■ **TASK OBJECTIVE**
Update all of the rows below by replacing every instance of "in this photo" with "in this image" and keeping everything else unchanged. Leave the pictures out of your answer.

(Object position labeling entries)
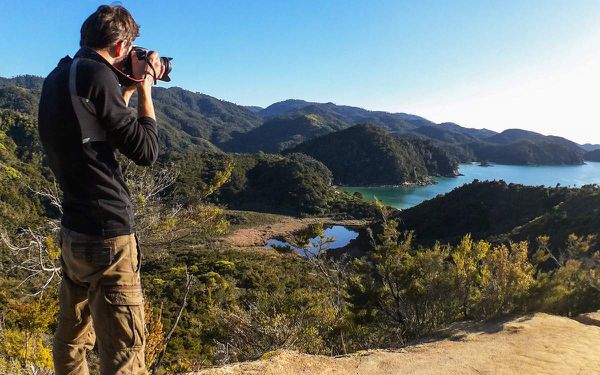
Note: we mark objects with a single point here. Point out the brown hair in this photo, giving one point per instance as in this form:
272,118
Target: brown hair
108,25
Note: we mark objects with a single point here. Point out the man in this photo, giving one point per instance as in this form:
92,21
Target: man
83,119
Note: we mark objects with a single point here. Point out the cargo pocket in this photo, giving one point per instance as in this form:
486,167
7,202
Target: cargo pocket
126,316
99,253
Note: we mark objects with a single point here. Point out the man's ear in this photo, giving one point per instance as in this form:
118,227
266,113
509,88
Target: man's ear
121,47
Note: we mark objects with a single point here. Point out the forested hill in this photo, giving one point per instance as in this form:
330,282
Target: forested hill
367,155
499,211
195,121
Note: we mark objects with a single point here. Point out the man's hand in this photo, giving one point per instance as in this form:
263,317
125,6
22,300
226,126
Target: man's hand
155,67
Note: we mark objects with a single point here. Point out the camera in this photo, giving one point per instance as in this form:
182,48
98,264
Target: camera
142,54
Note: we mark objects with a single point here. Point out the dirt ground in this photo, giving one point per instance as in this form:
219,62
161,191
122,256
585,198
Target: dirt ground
255,237
536,344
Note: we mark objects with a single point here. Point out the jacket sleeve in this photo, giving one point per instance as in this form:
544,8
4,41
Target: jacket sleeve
136,138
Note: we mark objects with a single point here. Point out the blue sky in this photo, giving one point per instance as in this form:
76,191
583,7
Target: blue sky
494,64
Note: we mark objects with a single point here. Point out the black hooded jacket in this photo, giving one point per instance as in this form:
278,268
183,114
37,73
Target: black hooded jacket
81,147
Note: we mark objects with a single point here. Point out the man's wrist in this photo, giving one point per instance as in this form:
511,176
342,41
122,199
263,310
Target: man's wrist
145,86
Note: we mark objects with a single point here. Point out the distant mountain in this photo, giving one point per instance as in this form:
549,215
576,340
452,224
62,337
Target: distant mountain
524,152
590,147
592,155
253,108
280,133
200,122
367,155
26,81
475,133
495,210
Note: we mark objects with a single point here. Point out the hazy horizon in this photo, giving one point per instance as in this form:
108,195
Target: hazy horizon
515,64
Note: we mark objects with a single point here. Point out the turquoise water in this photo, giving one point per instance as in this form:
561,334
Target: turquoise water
341,237
565,175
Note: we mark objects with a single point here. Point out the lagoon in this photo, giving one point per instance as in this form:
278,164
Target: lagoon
408,196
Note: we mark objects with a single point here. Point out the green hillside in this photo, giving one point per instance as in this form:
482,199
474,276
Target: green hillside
367,155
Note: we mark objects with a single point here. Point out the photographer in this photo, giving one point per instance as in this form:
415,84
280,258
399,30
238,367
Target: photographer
83,119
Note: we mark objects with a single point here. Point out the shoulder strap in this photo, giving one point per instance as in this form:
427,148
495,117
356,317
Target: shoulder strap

■ **RESPONSE**
Note: we mark objects with a single point here. Point out the brown hair in this image, giving one point per instance as in this form:
272,118
Target: brown hair
108,25
Note: we mark objects with a single point here. Point out the man in this image, giving one point per instance as in this form:
92,21
Target: man
83,119
Note: we mark objects with a single point here. Point out the cargo pocket in this image, giving one point per instance as in this form:
486,167
7,202
Target: cargo pocket
126,316
99,253
Note: we mark objects with a single point here. Point out the man's ear in this image, giving one point per instance as in this form:
118,227
266,113
509,88
Target: man's ear
121,47
Note: we mark objects with a single point here. Point out the forested hill in this image, giving one point per instance as in this form:
330,282
Target: forested hill
367,155
499,211
195,121
Note: we mark objects with a single point here. Point out the man's hand in this image, giving one point per instance as in this form:
263,317
125,6
22,300
226,126
Target: man's hand
155,67
Note: we mark objects with a single point here. Point out the camera in this image, giving one point per instance as in this form:
182,48
98,264
Target: camera
142,54
Note: we mark objects with a single point here. Point out the dirt ground in this image, giving one point per instance as in this form:
219,62
161,191
122,256
585,198
Target: dirt ground
255,237
536,344
Note: we mark objects with a single point here. Point out the jacket sleeve in this image, giving one point per instance as in this form:
544,8
4,41
Target: jacket sleeve
136,138
Note: we mark objects with a single point here. Point out the blue sky in this image, giving one point per instance as in this form:
76,191
583,7
Target: blue sky
494,64
Note: we mark objects with a single point here. Point out the black hooded jacket in this image, giving one point per instance as in this form:
278,268
183,114
37,73
Target: black hooded jacket
81,147
Note: we mark objects with a single point here. Point out the man's wrist in this image, giving one point per instance as in this form:
511,176
342,41
122,199
263,310
Target: man's wrist
145,86
Note: we mark objects with a single point here. Point out the distant mountain in this image, giving one point per instance as in this form:
549,215
576,340
452,224
62,337
Target: distant mountain
524,152
590,147
592,155
253,108
280,133
200,122
367,155
26,81
475,133
495,210
Note: we mark objects with a single point here. Point out the hazy horizon in this image, giving one point per instance as in this form:
108,195
Target: hazy horizon
515,64
Note: we mark objects with a single point here. Point out the turquoise water in this image, giving one point per instance as in this form:
561,334
Target: turquoise water
341,237
565,175
Note: we mark objects with a single point here. Point out the lagoon in this image, giving one point per instance as in this form:
278,164
Target: lagoon
408,196
Note: we mark objects with a single point here. Point out the green hillside in this image, giving one point per instance as in this form:
482,199
474,276
Target: green hillside
367,155
Note: we mark objects with a single point here. Point out the photographer in this image, giving one point per instance as in this form:
415,84
280,258
399,30
238,367
Target: photographer
83,119
Note: we mark objects with a single point here. Point out the shoulder strap in this image, giving one point per instance as in this form:
427,148
495,117
356,317
Target: shoulder strap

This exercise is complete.